▸ Written task A
In the stage carpet thread, what color is the floor carpet?
▸ Written task B
Please echo the stage carpet thread from "# Carpet for" up to and including "have you used?".
▸ Written task C
Translate this sentence from the stage carpet thread into Spanish: "If possible I want to get zero reflection."

▸ Selected text
_ _ _ _ _ _ _
# Carpet for stage in front of screen



## NBPk402 (Feb 21, 2012)

I am looking for something that will be very effective at eating up the light reflection from my screen. I would like to get something that I don't have to order, and I came up with the idea of the carpet that Car Stereo Shops use for subs. Would it be good for a front stage or do I need to get a real floor carpet? Our floor carpet is an Eggplant color, and I think it will go on the front of the stage but I need something better for the top of the stage. If possible I want to get zero reflection.

What have you used?
Are you happy with it"
What would you suggest?


----------



## gazoink (Apr 17, 2013)

ellisr63 said:


> I am looking for something that will be very effective at eating up the light reflection from my screen. I would like to get something that I don't have to order, and I came up with the idea of the carpet that Car Stereo Shops use for subs. Would it be good for a front stage or do I need to get a real floor carpet? Our floor carpet is an Eggplant color, and I think it will go on the front of the stage but I need something better for the top of the stage. If possible I want to get zero reflection.
_ _ _ _ _ _ _
[Records from a collection]
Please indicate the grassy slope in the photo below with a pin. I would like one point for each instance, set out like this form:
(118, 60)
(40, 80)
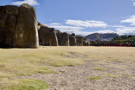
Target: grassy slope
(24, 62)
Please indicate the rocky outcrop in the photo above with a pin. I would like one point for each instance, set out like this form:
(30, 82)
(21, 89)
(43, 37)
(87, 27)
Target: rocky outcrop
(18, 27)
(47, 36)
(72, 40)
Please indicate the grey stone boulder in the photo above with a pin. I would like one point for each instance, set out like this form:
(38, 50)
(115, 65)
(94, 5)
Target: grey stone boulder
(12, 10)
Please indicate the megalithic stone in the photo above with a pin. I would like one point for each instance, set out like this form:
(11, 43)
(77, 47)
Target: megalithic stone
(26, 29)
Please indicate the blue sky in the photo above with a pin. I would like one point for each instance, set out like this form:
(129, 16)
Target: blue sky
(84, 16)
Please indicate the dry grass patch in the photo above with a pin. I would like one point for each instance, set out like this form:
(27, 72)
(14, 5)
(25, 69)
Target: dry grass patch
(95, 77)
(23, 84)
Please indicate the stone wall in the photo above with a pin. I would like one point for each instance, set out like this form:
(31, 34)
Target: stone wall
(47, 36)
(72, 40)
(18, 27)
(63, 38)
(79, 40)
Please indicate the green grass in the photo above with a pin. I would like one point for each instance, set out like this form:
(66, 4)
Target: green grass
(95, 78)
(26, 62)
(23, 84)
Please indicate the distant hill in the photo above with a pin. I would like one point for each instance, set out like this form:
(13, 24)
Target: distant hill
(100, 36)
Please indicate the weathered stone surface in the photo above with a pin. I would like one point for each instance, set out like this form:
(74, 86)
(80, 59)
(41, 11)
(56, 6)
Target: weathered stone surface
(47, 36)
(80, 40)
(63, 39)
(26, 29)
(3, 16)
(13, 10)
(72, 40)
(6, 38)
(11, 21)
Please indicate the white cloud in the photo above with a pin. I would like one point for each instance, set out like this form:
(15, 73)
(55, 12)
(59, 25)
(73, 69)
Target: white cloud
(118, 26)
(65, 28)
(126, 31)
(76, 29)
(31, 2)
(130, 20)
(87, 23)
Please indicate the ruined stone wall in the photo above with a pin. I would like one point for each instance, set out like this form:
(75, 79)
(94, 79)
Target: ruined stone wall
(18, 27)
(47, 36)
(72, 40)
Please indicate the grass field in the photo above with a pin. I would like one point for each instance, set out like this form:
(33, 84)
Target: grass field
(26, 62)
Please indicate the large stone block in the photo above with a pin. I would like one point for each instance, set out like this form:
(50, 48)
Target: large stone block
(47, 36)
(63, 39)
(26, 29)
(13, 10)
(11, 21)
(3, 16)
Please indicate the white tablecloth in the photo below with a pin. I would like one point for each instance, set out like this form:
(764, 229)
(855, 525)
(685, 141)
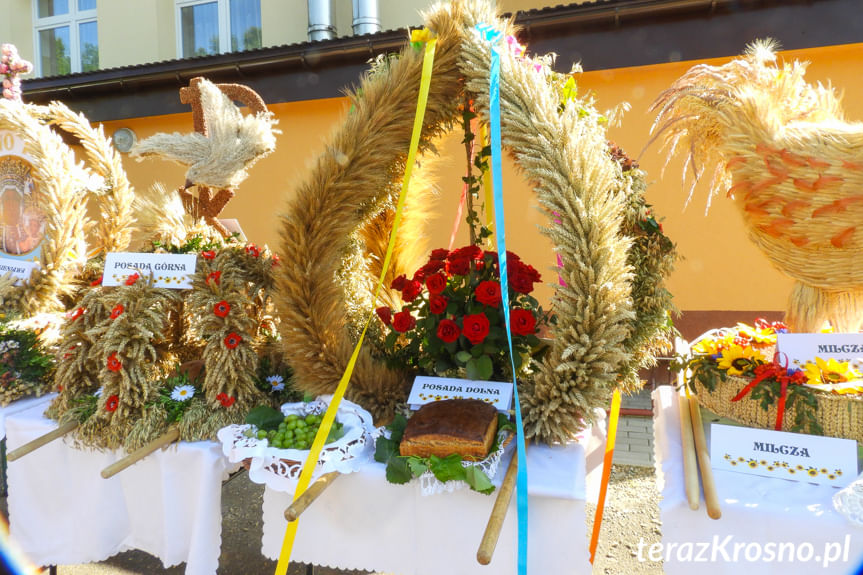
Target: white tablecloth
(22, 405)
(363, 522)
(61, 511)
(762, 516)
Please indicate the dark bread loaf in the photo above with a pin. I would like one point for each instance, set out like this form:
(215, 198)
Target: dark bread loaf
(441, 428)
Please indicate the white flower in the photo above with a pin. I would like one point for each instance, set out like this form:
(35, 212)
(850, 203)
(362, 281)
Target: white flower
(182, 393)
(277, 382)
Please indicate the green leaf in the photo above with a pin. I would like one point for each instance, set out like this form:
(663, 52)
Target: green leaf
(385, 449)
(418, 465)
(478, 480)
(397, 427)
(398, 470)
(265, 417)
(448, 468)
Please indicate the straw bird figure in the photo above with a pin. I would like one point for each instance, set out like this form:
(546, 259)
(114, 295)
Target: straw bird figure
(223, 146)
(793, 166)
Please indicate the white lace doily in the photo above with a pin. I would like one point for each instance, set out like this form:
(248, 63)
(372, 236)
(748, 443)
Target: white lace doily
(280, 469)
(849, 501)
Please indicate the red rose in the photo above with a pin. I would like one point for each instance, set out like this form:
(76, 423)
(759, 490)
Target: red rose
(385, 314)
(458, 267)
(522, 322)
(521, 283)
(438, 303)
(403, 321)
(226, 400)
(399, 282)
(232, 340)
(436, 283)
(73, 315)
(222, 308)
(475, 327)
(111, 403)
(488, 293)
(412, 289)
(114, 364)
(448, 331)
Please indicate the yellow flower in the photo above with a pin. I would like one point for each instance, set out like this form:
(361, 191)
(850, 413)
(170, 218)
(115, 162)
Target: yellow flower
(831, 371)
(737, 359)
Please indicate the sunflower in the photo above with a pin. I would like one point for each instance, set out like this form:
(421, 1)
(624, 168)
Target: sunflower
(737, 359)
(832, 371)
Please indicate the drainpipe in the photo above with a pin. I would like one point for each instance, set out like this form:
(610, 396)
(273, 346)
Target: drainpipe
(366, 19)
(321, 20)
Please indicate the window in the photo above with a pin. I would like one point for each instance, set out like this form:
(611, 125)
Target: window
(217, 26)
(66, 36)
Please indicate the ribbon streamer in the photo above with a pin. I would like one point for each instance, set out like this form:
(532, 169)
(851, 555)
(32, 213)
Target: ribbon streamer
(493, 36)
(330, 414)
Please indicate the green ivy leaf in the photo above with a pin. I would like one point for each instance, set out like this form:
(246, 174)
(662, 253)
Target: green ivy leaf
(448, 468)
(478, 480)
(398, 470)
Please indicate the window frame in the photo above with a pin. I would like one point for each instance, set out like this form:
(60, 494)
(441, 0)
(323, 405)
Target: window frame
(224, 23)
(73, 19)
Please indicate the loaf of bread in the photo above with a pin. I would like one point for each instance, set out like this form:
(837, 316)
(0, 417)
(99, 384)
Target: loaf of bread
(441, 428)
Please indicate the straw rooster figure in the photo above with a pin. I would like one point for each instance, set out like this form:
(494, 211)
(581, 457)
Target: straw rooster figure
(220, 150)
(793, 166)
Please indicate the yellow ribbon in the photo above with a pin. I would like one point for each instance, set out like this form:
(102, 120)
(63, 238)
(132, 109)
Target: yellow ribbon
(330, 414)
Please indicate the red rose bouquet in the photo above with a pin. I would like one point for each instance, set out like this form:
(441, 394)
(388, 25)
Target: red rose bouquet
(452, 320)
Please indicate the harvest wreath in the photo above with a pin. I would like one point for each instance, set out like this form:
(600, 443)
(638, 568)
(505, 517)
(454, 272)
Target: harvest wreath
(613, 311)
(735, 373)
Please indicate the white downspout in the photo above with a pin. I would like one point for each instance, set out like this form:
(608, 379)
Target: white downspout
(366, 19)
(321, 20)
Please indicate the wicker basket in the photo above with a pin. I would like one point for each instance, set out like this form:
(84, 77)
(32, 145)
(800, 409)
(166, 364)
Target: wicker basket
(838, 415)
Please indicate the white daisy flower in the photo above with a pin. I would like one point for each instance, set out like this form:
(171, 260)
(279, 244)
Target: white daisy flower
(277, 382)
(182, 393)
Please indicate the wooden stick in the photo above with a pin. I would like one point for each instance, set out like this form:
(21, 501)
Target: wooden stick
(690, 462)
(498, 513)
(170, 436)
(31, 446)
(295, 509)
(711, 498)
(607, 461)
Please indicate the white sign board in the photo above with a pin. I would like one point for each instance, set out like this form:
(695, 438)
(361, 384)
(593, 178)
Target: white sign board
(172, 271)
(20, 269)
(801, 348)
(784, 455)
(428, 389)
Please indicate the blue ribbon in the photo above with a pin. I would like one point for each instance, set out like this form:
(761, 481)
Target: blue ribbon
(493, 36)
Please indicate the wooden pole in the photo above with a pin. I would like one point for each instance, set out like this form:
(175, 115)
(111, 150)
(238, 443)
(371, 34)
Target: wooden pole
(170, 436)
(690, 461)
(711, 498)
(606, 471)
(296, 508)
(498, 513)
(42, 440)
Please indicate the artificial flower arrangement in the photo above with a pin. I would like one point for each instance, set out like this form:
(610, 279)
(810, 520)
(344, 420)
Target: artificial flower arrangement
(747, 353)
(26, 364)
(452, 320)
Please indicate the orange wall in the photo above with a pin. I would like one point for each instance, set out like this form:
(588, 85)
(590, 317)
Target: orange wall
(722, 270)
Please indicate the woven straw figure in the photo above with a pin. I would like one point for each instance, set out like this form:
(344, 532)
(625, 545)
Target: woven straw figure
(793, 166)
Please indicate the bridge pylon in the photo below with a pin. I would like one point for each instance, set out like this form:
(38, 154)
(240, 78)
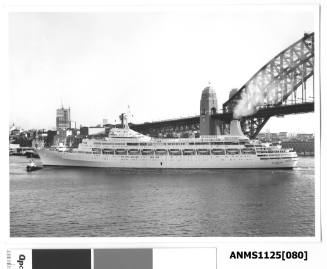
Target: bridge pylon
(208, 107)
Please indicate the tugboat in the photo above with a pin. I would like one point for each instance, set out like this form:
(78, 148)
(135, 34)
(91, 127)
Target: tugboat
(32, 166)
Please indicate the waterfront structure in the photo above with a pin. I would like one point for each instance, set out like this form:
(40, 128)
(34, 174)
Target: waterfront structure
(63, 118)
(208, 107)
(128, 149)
_ _ _ _ _ _ _
▸ Final answer A
Eggplant

▸ Final answer B
# Carpet for stage in front of screen



## NBPk402 (Feb 21, 2012)

I am looking for something that will be very effective at eating up the light reflection from my screen. I would like to get something that I don't have to order, and I came up with the idea of the carpet that Car Stereo Shops use for subs. Would it be good for a front stage or do I need to get a real floor carpet? Our floor carpet is an Eggplant color, and I think it will go on the front of the stage but I need something better for the top of the stage. If possible I want to get zero reflection.

What have you used?

▸ Final answer C
Si es posible, quiero lograr cero reflejos.